___ Text section
The geographical background to the Brigade
The core of the Brigade was, of course, the three Infantry Battalions – all initially of the Durham Light Infantry. The original Territorial Battalions of the DLI, the 6th, 8th and 9th, which together eventually formed 151st Infantry Brigade within 50th Division, were based across the County as follows –
6th Battalion – Headquartered in Bishop Auckland with a recruitment area also covering Weardale, Crook, Spennymoor and the villages in that vicinity.
8th Battalion – Headquartered in Durham with a significant presence also in Chester-le-Street.
9th Battalion – Headquartered in Gateshead and also recruiting from Chopwell, Crawcrook and Ryton.
As each of the duplicate Battalions began to be established they operated for the first few days of the War alongside their “first-line” comrades, but the War Diaries describe in some detail the moves of location which took place almost immediately as 151st Brigade was sent south, preparatory to being included within the British Expeditionary Force, and the “second-line” Battalions assumed the responsibilities for tasks such as Civil Defence support.
The details of exactly where which unit, or parts of those units, were located will be found within each individual War Diary record. In many cases, premises were taken over as headquarters and billets which were public buildings, such as schools. Frequent changes of location took place as other units were mobilised for their early War tasks. It will be appreciated that the infantry component of the Brigade – all there was at the initial stage – was expected to cover a range of duties throughout the whole of the County, a challenging task for a unit of this size with minimal transport and facilities.
Employment in the early days
One of the Brigade’s first key roles was the guarding of identified vulnerable points, in conjunction with the 41st National Defence Company, headquartered alongside the Brigade in Chester-le-Street.
The nature of those vulnerable points, again set out in detail within the War Diaries, is self-explanatory, though many readers may not be aware of the importance of those locations in 1939.
Specific guards or groups of men were allocated to tasks in the early months of the War which can be easily understood – such as mounting guard over a consignment of ammunition on the Sunderland dockside. Others are less easily explained – such as the provision of a fatigue party to the Prisoner of War Camp at Windlestone Hall (a satellite camp of the well-known Camp 93 at Harperley) at a stage in the War when Axis prisoners must have been very thin on the ground. Investigations into this have drawn almost a complete blank, despite the efforts of the Birmingham University custodians of the Eden Family papers, who were courteous and helpful.
One allegedly unique task for the Brigade at this time was the point Anti-Aircraft defence of North Sea ports by Bren teams based on the decks of local trawlers. Each team of two Light Infantrymen had one Bren Gun, a thousand rounds of ammunition – mixed suitably for anti-aircraft work – and a Motley AA Mounting.
When this task – the only known occasion when Light Infantry served on trawlers - was discussed with a local Veteran of the Maritime Artillery, his immediate reaction was to say – “Yes! Had you never heard of Churchill’s Pirates?”
______
___ Entries provided
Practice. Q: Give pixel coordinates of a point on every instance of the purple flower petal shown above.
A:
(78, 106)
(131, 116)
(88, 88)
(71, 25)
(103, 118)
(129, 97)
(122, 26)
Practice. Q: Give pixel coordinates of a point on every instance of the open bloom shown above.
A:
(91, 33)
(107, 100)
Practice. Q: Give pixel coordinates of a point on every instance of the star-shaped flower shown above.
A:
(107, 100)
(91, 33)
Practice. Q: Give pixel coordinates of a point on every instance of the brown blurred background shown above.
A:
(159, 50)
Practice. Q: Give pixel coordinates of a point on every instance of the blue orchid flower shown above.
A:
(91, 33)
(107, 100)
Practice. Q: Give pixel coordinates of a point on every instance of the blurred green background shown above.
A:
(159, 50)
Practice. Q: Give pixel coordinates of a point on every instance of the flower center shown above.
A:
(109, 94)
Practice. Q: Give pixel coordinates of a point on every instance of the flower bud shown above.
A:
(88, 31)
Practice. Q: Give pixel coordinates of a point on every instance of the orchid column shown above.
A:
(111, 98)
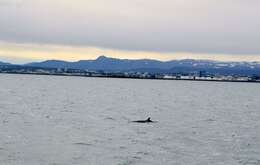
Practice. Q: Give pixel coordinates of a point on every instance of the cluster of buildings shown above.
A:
(195, 76)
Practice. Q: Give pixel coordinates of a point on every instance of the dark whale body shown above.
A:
(144, 121)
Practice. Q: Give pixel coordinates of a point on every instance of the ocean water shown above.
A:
(48, 120)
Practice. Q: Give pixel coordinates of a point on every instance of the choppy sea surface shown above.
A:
(48, 120)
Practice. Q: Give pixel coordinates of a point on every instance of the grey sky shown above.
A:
(199, 26)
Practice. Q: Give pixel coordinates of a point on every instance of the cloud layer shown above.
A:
(201, 26)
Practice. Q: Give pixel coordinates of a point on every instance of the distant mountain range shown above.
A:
(4, 63)
(154, 66)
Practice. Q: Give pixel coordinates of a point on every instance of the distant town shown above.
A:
(192, 76)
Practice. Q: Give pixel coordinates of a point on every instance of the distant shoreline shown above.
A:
(121, 77)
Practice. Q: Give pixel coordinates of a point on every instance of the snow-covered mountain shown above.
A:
(148, 65)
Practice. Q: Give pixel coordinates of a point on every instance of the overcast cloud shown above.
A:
(199, 26)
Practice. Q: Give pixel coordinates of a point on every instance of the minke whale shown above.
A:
(148, 120)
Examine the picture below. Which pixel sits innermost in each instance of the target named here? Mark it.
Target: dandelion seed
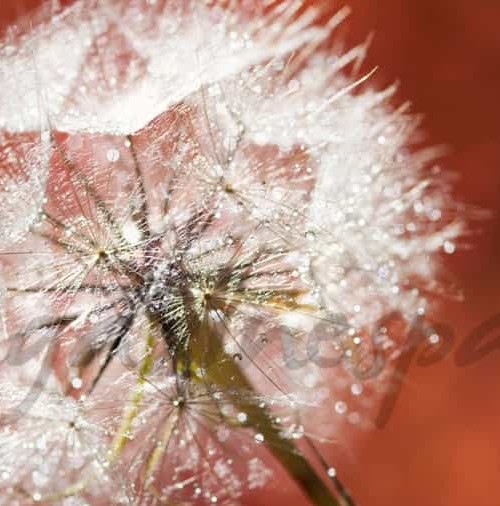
(204, 188)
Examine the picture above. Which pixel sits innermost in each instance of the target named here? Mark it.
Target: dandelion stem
(224, 374)
(133, 406)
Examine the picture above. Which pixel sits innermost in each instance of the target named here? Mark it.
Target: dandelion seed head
(208, 228)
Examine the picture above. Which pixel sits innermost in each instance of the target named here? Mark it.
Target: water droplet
(310, 235)
(259, 437)
(340, 407)
(76, 383)
(331, 472)
(434, 339)
(356, 389)
(449, 247)
(113, 155)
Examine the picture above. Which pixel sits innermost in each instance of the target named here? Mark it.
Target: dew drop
(310, 235)
(340, 407)
(449, 247)
(356, 389)
(113, 155)
(259, 437)
(331, 472)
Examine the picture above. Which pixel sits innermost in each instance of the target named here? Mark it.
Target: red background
(442, 444)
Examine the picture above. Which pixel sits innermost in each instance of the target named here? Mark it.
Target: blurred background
(441, 446)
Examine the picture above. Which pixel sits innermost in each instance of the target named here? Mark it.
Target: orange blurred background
(441, 446)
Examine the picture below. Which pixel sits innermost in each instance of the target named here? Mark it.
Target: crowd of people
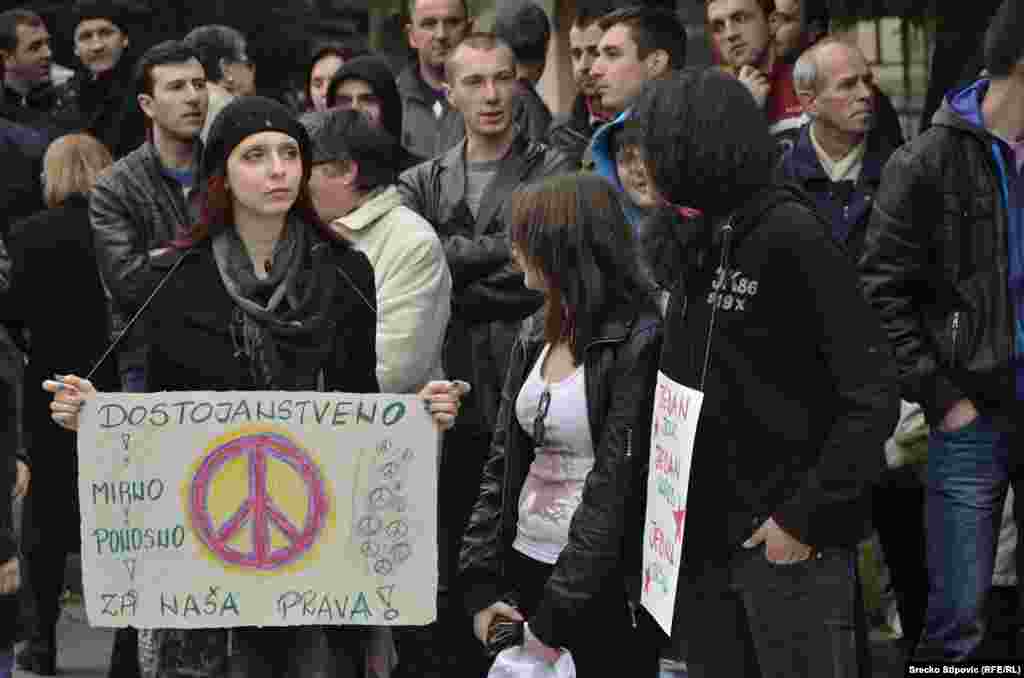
(757, 229)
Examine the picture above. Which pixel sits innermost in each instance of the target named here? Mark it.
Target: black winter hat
(244, 117)
(122, 14)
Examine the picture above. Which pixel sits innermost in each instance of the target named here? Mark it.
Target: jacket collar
(412, 86)
(374, 209)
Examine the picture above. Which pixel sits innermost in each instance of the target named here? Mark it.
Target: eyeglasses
(542, 413)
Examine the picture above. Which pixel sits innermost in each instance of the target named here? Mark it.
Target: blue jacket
(847, 205)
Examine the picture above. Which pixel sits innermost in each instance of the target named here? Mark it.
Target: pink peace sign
(258, 511)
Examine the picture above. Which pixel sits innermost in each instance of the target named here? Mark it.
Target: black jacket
(846, 204)
(188, 329)
(571, 133)
(603, 552)
(103, 107)
(800, 392)
(22, 158)
(487, 293)
(935, 268)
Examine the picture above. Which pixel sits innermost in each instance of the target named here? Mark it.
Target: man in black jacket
(367, 84)
(25, 46)
(99, 98)
(766, 319)
(944, 267)
(461, 193)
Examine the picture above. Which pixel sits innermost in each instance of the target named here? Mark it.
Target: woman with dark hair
(325, 62)
(57, 239)
(555, 535)
(367, 84)
(767, 320)
(260, 298)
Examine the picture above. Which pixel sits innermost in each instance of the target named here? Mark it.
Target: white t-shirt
(554, 485)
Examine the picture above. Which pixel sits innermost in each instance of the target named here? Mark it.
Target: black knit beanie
(244, 117)
(120, 13)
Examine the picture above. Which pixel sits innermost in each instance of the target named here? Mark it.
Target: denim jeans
(754, 619)
(969, 471)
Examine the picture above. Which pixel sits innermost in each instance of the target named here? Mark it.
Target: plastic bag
(517, 663)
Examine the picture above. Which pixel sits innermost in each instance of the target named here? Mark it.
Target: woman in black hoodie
(382, 103)
(767, 320)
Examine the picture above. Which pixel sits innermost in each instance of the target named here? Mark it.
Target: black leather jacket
(603, 552)
(935, 268)
(488, 298)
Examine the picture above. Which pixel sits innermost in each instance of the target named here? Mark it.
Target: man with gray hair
(838, 156)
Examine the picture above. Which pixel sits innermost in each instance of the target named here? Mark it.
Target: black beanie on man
(242, 118)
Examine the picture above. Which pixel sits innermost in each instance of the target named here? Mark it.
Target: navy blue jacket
(847, 205)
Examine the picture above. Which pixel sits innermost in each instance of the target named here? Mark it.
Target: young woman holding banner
(261, 298)
(557, 522)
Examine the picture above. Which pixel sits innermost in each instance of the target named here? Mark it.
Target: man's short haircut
(169, 51)
(592, 11)
(10, 19)
(1004, 47)
(707, 143)
(767, 7)
(807, 71)
(651, 29)
(411, 8)
(525, 28)
(816, 15)
(481, 41)
(213, 43)
(341, 137)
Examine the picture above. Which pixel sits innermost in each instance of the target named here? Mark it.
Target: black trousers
(752, 619)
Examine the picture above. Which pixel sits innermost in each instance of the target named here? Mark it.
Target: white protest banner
(677, 410)
(224, 509)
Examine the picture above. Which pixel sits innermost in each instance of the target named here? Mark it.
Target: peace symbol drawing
(258, 501)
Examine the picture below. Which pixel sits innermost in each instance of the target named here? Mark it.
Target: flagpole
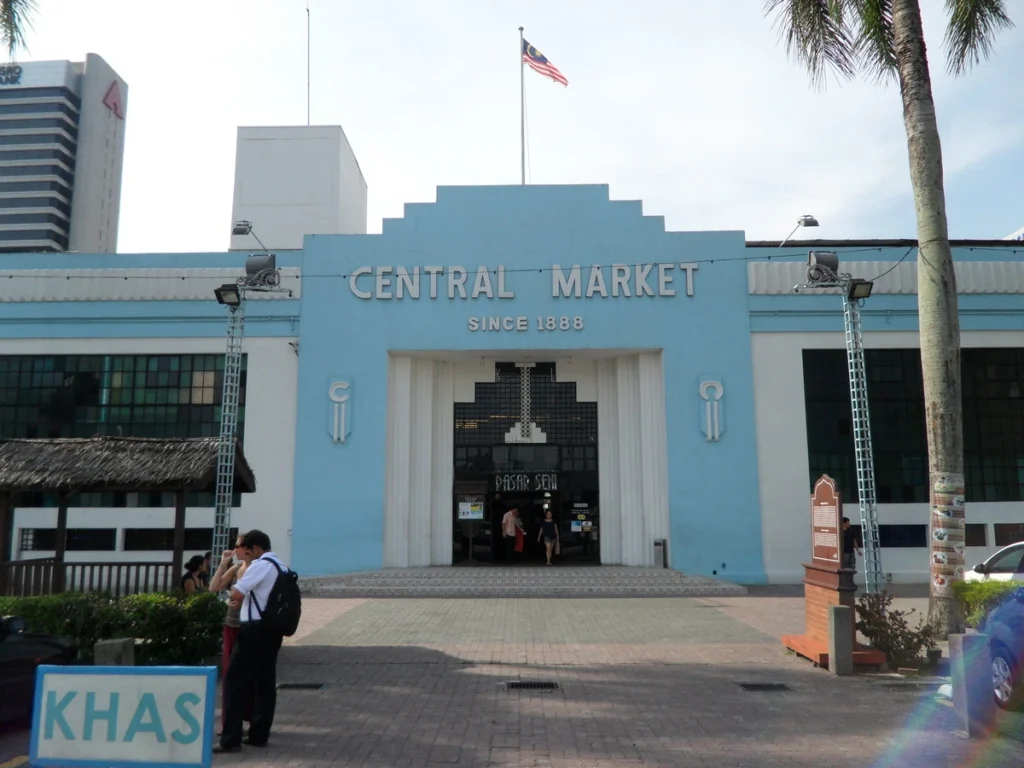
(307, 64)
(522, 113)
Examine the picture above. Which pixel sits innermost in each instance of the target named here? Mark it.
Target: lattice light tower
(261, 275)
(822, 272)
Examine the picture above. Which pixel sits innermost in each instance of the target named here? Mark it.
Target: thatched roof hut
(96, 464)
(71, 465)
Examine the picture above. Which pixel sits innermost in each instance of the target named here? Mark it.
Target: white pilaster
(420, 453)
(396, 472)
(609, 501)
(442, 465)
(653, 446)
(634, 535)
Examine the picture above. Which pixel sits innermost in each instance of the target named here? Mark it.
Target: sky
(692, 107)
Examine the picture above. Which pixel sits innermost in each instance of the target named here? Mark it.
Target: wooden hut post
(59, 571)
(6, 531)
(179, 536)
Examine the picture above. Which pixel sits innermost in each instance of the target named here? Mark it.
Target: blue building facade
(537, 347)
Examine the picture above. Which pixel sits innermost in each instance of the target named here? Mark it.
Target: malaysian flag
(539, 62)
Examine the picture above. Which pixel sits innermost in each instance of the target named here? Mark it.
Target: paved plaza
(641, 682)
(644, 682)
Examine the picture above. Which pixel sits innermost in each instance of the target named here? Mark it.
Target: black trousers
(253, 667)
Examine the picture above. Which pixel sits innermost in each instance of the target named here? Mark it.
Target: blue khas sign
(124, 717)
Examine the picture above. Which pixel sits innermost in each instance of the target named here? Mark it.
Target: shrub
(977, 598)
(889, 631)
(173, 629)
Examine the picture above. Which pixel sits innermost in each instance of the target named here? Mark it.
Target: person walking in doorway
(549, 531)
(254, 658)
(511, 522)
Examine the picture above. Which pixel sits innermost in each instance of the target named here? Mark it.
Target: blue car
(1005, 627)
(20, 653)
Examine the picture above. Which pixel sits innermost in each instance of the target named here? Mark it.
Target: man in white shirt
(254, 658)
(510, 522)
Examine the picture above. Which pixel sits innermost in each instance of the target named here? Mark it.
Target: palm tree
(15, 18)
(885, 38)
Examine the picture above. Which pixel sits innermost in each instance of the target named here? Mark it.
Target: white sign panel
(124, 717)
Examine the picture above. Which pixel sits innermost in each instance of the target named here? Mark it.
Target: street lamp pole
(261, 275)
(822, 272)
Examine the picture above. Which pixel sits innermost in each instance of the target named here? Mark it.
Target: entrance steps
(519, 581)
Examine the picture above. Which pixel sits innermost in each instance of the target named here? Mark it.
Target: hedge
(977, 598)
(172, 629)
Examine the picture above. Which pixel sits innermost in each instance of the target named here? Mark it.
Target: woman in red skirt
(227, 573)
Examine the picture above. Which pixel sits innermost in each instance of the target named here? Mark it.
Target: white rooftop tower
(296, 180)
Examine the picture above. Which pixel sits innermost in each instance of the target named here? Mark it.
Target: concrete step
(519, 582)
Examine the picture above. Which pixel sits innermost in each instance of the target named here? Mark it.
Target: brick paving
(643, 682)
(650, 682)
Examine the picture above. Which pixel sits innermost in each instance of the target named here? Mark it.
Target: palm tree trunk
(938, 320)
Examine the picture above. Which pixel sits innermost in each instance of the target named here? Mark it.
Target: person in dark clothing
(193, 579)
(851, 546)
(549, 531)
(254, 658)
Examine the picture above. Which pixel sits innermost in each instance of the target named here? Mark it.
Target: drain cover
(531, 685)
(302, 686)
(764, 686)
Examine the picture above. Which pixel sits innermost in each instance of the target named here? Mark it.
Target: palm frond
(876, 40)
(816, 35)
(972, 28)
(15, 18)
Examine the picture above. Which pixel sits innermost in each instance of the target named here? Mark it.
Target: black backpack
(284, 606)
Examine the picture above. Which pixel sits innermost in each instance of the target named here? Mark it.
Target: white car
(1005, 565)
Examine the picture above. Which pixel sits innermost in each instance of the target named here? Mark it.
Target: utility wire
(494, 270)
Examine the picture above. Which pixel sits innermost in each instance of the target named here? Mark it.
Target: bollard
(971, 667)
(117, 652)
(841, 639)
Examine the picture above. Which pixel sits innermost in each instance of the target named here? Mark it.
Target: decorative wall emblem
(339, 425)
(525, 430)
(113, 100)
(711, 392)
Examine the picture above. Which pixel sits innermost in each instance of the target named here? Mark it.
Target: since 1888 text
(521, 323)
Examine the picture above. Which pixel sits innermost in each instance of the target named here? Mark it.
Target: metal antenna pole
(822, 271)
(863, 452)
(228, 425)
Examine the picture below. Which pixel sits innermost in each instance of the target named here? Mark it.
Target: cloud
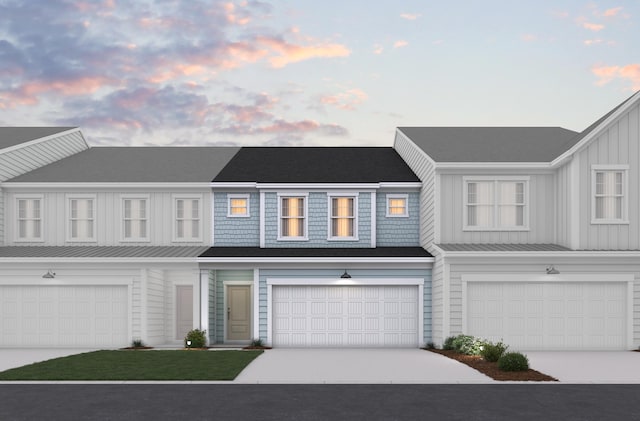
(629, 72)
(410, 16)
(347, 100)
(593, 26)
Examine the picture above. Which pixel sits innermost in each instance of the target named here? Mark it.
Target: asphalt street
(318, 402)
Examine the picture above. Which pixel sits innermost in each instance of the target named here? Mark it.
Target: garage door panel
(354, 316)
(571, 315)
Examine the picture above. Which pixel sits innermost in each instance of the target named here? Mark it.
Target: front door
(238, 312)
(184, 310)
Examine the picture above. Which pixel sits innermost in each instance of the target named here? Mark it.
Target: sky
(308, 72)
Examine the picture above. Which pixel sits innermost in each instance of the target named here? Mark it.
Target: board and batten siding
(108, 222)
(28, 158)
(540, 204)
(424, 169)
(618, 143)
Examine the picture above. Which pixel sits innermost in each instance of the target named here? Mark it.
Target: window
(342, 218)
(187, 213)
(293, 218)
(81, 219)
(397, 205)
(134, 219)
(29, 212)
(609, 194)
(499, 204)
(238, 206)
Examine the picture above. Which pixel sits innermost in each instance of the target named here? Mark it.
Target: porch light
(552, 271)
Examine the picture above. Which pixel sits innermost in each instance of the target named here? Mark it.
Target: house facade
(535, 231)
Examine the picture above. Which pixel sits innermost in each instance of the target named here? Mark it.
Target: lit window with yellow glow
(342, 217)
(397, 206)
(292, 217)
(238, 206)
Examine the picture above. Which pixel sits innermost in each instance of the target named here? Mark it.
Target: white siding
(108, 223)
(155, 307)
(28, 158)
(541, 213)
(423, 168)
(619, 143)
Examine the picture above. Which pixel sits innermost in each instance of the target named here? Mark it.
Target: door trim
(226, 305)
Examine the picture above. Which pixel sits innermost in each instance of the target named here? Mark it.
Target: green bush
(448, 343)
(492, 352)
(469, 345)
(197, 337)
(513, 361)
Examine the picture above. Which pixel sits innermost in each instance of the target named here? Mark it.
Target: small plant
(196, 338)
(137, 343)
(513, 361)
(257, 343)
(448, 343)
(492, 352)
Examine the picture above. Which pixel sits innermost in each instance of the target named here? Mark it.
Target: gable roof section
(491, 144)
(316, 165)
(13, 136)
(135, 164)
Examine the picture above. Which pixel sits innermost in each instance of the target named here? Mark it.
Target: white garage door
(549, 316)
(63, 316)
(345, 316)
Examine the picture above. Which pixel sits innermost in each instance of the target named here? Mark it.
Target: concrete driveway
(17, 357)
(357, 366)
(588, 367)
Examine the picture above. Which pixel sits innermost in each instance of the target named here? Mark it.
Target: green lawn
(138, 365)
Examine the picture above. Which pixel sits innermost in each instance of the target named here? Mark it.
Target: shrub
(448, 343)
(468, 345)
(513, 361)
(492, 352)
(197, 337)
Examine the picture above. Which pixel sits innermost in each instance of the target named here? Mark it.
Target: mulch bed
(492, 370)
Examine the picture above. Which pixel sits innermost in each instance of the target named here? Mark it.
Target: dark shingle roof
(102, 251)
(11, 136)
(316, 165)
(316, 252)
(491, 144)
(135, 164)
(503, 247)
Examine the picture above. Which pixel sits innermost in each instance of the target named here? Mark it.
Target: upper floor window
(29, 219)
(187, 219)
(82, 215)
(342, 218)
(238, 205)
(397, 205)
(292, 218)
(135, 219)
(495, 204)
(609, 201)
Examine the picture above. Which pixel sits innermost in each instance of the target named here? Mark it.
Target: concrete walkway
(357, 366)
(588, 367)
(17, 357)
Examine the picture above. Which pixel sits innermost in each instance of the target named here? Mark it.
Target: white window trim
(174, 198)
(625, 198)
(17, 237)
(144, 197)
(238, 196)
(68, 199)
(495, 180)
(304, 195)
(406, 205)
(350, 195)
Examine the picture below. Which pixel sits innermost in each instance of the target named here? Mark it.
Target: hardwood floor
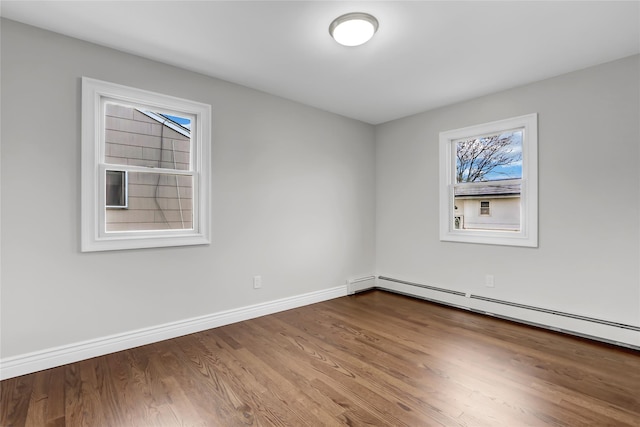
______
_Objectives_:
1. Return the stretch of the brigade history from "The nature of" through "courteous and helpful.", copied word for word.
2. Name the headquarters town of each of the three original Territorial Battalions of the DLI described in the brigade history, pairing each town with its battalion.
3. Answer these questions from the brigade history:
(a) Which unit guarded vulnerable points with the Brigade and had its headquarters alongside it in Chester-le-Street?
(b) Which camp was the Prisoner of War Camp at Windlestone Hall a satellite of?
(c) How many Light Infantrymen made up each Bren team on the trawlers?

_Results of the tasks_:
1.
The nature of those vulnerable points, again set out in detail within the War Diaries, is self-explanatory, though many readers may not be aware of the importance of those locations in 1939.
Specific guards or groups of men were allocated to tasks in the early months of the War which can be easily understood – such as mounting guard over a consignment of ammunition on the Sunderland dockside. Others are less easily explained – such as the provision of a fatigue party to the Prisoner of War Camp at Windlestone Hall (a satellite camp of the well-known Camp 93 at Harperley) at a stage in the War when Axis prisoners must have been very thin on the ground. Investigations into this have drawn almost a complete blank, despite the efforts of the Birmingham University custodians of the Eden Family papers, who were courteous and helpful.

2.
6th Battalion: Bishop Auckland
8th Battalion: Durham
9th Battalion: Gateshead

3.
(a) The 41st National Defence Company
(b) Camp 93 at Harperley
(c) Two